# 練習課題
本文について、次の問いに答えてください。
(a) 「チェーン」は何の略ですか。
(b) イーサ(ETH)が動作しているチェーンとして例に挙げられているのはどれですか。
(c) 交通インフラのたとえで、チェーンは何にたとえられていますか。

【チェーンとは?規格って何!?】分散型科学(DeSci)の理解に必要な知識(9)
本記事の内容・暗号資産やトークンの「チェーン」とは?
・「チェーンが異なる」とは?
・規格とは?
・レイヤー1とレイヤー2
・チェーンとプロジェクトの関係
・DeSciプロジェクトのチェーン
こんにちは.
元研究者のフールです.
最近は「分散型科学(DeSci)の理解に必要な知識」というテーマでキーワードのまとめ記事を書いています.
前回のDiscordの記事はコチラをご覧ください.
本記事では,チェーンについてまとめていきますね!
チェーンはブロックチェーンの略です.
ブロックチェーンは1種類ではなく多数存在するので,「チェーンが違う」や「異なるチェーン」という表現がよく使われます.
理解するとなんてことのない話なのですが,これを知らないと誤送金の危険もあるため,この記事でまとめますね!
なお,分散型科学(DeSci)についてまとめた記事もありますので,お時間のある時に合わせてご覧ください.
暗号資産やトークンの「チェーン」とは?
以前お話したブロックチェーンを略して「チェーン」と呼んでいます.
チェーンは1種類ではありません!たくさんのチェーンが存在します!
例えば…
- Ethereum
- Solana
- TRON
- Bitcoin
- BNB Smart Chain
- Base
- Arbitrum One
- Sui
- Hyperliquid
- Avalanche
- Aptos
- Polygon POS
- Optimism
などがあります.
他にもたくさん存在し,各チェーン上で,それぞれの暗号資産やトークンが存在していますよ.
「チェーンが異なる」とは?
このチェーンの考え方で難しいのは,「同じ通貨だけどチェーンが異なる」場合があること.
例えば,イーサ(ETH)という暗号資産は,Ethereum・Polygon・Arbitrumなどの複数のチェーンで動作しています.
暗号資産としてのETHの価値は変わりません.
でも,「チェーンが異なる」ので,EthereumのETHをPolygonで使うことはできません.
逆も同様で,PolygonのETHをEthereumで使うこともできません.
チェーンのイメージは「異なる道路」
分かりにくいと思うので,チェーンを交通インフラで考えてみましょう.
暗号資産やトークンは「車」です.
例えば,ETHやビットコイン(BTC)が「車」ですね.
チェーンは「道路」になります.
「車」が移動するために必要な基盤です.
ETHを運ぶ道路,BTCを運ぶ道路って感じですね.
通常は,「車」は,それぞれ対応する「道路」でしか走れません.

# 画像の境界ラベル付け項目
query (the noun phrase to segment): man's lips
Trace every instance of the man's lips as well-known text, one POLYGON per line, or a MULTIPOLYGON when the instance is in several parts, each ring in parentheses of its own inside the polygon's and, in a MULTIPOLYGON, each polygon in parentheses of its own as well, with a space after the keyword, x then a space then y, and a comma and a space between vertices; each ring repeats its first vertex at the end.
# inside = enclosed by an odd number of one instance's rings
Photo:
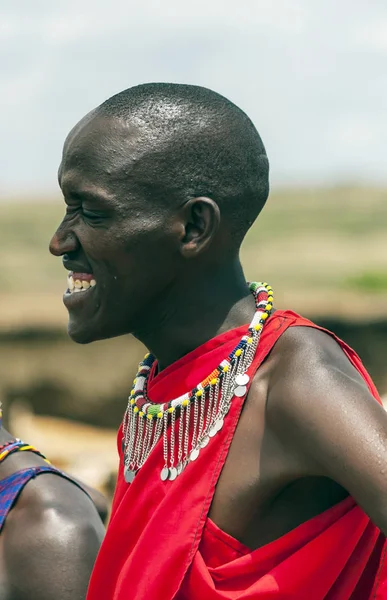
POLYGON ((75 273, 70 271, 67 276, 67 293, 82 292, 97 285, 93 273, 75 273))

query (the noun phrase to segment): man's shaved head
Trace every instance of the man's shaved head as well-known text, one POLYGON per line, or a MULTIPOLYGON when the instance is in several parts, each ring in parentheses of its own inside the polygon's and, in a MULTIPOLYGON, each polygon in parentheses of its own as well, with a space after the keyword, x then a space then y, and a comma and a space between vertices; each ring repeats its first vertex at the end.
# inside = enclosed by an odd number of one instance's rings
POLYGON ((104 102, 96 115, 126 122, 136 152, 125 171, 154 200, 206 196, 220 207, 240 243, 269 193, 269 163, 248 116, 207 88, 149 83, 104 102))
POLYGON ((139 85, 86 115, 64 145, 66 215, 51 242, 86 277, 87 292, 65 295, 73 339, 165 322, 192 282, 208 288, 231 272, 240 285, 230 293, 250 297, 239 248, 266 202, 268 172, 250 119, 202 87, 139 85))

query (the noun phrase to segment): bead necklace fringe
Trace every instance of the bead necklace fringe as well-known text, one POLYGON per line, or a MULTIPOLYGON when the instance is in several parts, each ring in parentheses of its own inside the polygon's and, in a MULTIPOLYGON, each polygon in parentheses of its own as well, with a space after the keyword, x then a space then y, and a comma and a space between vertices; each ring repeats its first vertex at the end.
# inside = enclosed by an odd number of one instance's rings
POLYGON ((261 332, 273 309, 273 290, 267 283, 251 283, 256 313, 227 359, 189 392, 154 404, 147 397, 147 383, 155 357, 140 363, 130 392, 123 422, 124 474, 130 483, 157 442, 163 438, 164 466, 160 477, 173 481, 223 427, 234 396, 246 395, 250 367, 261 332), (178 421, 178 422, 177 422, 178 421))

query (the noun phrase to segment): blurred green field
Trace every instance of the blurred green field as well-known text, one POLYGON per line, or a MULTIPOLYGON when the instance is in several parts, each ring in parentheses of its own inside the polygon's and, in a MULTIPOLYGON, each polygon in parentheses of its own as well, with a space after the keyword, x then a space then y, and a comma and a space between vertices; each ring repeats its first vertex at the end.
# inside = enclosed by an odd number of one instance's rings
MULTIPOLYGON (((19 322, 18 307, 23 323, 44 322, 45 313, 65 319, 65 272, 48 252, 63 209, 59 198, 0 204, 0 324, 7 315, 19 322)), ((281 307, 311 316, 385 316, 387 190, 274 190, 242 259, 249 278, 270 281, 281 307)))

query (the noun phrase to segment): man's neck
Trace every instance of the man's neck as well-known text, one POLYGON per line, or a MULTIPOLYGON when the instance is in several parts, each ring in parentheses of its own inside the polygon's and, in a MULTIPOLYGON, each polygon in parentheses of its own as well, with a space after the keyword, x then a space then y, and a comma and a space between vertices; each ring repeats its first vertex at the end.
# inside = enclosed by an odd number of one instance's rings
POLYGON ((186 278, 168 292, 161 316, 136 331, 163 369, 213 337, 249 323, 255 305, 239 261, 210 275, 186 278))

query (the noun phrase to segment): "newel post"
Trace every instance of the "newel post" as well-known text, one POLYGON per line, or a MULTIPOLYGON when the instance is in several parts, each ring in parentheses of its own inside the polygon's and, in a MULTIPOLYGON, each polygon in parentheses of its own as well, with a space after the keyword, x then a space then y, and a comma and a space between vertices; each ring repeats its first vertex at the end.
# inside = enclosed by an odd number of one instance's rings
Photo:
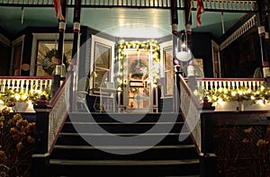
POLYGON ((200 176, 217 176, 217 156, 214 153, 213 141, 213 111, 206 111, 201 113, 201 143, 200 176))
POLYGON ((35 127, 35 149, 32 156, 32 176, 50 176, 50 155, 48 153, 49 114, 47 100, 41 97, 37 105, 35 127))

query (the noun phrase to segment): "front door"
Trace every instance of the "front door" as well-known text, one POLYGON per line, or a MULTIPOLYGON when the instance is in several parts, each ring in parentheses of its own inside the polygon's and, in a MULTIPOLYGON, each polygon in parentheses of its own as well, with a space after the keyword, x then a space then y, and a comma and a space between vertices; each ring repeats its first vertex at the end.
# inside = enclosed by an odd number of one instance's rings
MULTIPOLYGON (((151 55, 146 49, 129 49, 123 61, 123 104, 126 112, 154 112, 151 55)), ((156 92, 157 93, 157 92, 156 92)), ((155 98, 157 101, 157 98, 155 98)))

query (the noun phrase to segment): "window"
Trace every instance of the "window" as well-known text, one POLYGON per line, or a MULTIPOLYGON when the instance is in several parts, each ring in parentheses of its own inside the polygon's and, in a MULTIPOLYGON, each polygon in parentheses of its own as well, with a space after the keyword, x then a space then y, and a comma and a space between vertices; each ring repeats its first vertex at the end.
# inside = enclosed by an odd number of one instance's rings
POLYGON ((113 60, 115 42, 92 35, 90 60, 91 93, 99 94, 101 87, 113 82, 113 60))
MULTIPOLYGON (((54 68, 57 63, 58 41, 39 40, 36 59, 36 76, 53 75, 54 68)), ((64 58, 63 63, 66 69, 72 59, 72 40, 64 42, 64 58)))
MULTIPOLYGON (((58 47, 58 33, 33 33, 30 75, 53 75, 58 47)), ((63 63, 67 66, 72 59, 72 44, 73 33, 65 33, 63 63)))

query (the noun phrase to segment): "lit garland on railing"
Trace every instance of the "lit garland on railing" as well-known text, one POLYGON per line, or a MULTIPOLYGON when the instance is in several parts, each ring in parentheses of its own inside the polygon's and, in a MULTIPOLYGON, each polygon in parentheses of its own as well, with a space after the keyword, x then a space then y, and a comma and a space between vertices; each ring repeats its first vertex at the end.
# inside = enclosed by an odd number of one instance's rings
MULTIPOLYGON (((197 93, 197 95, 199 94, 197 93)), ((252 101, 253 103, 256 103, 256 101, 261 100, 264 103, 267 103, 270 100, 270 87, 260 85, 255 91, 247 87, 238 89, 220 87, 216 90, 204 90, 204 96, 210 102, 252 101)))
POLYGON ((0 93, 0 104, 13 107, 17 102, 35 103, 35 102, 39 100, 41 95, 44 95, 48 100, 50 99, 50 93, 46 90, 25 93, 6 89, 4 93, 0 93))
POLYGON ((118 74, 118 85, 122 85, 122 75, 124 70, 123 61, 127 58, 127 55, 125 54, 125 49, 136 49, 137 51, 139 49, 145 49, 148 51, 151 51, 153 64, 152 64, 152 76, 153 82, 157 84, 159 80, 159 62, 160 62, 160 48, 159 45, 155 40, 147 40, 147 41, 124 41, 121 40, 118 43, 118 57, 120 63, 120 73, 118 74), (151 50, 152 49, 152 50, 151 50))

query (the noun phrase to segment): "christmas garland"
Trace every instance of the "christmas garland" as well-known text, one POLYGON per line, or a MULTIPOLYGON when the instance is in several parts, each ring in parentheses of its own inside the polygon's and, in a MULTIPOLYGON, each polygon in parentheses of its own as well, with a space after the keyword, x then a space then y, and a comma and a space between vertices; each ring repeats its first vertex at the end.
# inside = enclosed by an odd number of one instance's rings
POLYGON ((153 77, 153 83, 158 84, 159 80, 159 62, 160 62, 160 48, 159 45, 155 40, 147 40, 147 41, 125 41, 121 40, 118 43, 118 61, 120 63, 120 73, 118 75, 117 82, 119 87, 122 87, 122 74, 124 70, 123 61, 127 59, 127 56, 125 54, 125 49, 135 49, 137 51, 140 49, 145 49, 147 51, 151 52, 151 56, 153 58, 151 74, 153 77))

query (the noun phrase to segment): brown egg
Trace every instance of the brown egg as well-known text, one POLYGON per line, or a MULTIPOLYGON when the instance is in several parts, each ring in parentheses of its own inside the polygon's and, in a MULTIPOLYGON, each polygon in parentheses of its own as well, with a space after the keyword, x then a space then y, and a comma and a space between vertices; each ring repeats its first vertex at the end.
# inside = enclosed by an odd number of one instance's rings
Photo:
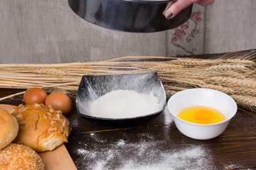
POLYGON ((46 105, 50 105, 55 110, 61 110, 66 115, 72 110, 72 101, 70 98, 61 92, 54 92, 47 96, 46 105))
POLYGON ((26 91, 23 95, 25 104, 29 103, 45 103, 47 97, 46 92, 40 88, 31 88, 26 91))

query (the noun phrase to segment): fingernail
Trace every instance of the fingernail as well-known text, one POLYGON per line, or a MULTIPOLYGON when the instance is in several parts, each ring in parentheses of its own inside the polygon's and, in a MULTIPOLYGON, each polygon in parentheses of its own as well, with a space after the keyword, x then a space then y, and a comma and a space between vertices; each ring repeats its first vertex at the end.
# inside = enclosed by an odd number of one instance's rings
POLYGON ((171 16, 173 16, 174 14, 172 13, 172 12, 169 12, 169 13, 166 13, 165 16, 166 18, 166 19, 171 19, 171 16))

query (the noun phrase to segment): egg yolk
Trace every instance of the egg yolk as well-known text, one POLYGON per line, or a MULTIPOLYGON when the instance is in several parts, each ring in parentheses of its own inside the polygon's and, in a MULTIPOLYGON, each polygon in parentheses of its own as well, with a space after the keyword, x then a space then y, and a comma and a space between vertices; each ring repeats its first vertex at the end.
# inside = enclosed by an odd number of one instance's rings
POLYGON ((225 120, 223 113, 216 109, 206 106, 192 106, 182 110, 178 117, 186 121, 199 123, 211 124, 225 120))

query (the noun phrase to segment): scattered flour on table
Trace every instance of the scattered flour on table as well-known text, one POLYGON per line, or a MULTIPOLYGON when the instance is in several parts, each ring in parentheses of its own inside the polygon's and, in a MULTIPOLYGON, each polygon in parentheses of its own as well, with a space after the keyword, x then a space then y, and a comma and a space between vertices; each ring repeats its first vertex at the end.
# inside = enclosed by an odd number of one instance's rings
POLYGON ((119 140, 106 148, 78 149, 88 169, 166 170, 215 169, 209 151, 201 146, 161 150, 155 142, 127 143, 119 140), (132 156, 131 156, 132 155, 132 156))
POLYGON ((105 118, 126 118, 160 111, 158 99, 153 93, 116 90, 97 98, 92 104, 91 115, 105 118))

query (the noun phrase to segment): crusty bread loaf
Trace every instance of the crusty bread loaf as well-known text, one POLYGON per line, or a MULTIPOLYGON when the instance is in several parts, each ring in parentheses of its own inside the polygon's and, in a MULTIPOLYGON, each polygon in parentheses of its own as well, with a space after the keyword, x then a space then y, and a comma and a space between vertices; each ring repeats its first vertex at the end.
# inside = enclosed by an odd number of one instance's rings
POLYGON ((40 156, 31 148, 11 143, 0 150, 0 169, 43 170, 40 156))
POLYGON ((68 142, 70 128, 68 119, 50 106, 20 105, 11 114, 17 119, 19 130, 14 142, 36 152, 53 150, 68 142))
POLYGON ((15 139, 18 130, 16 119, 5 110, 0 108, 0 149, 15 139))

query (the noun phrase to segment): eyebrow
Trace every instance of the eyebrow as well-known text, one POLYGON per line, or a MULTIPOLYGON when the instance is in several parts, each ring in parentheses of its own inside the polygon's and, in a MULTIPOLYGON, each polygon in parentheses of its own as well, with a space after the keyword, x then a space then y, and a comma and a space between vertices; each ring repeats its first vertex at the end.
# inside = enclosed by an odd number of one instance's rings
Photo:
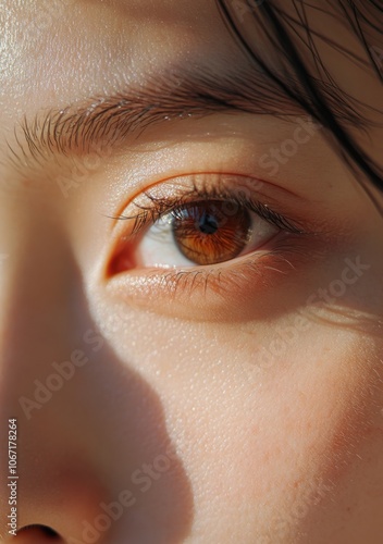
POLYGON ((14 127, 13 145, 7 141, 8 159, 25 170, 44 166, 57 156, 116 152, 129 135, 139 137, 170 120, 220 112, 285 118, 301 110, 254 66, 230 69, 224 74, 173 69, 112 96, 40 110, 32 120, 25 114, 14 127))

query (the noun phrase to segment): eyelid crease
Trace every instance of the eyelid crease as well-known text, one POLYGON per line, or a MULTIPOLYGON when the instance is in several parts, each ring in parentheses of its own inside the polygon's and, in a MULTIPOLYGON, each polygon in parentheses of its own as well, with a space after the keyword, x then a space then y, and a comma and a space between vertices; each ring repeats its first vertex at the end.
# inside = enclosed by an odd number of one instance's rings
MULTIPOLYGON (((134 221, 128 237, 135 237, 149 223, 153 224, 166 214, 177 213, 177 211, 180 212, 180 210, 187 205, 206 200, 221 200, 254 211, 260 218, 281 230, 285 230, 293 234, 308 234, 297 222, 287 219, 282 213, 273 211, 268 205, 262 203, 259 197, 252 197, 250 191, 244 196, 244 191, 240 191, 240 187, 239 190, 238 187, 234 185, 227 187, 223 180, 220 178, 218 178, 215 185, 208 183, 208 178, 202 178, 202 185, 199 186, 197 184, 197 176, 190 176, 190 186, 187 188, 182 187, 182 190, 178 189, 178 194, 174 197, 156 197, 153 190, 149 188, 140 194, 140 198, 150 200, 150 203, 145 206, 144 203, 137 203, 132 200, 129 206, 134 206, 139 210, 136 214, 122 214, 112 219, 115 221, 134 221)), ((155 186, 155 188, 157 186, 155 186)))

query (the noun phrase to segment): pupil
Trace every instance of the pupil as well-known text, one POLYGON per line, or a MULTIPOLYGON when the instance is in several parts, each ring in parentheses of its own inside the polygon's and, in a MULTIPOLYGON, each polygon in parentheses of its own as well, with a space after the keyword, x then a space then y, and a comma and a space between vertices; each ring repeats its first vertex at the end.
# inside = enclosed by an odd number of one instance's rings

# 解答
(a) ブロックチェーン
(b) Ethereum、Polygon、Arbitrum
(c) 「道路」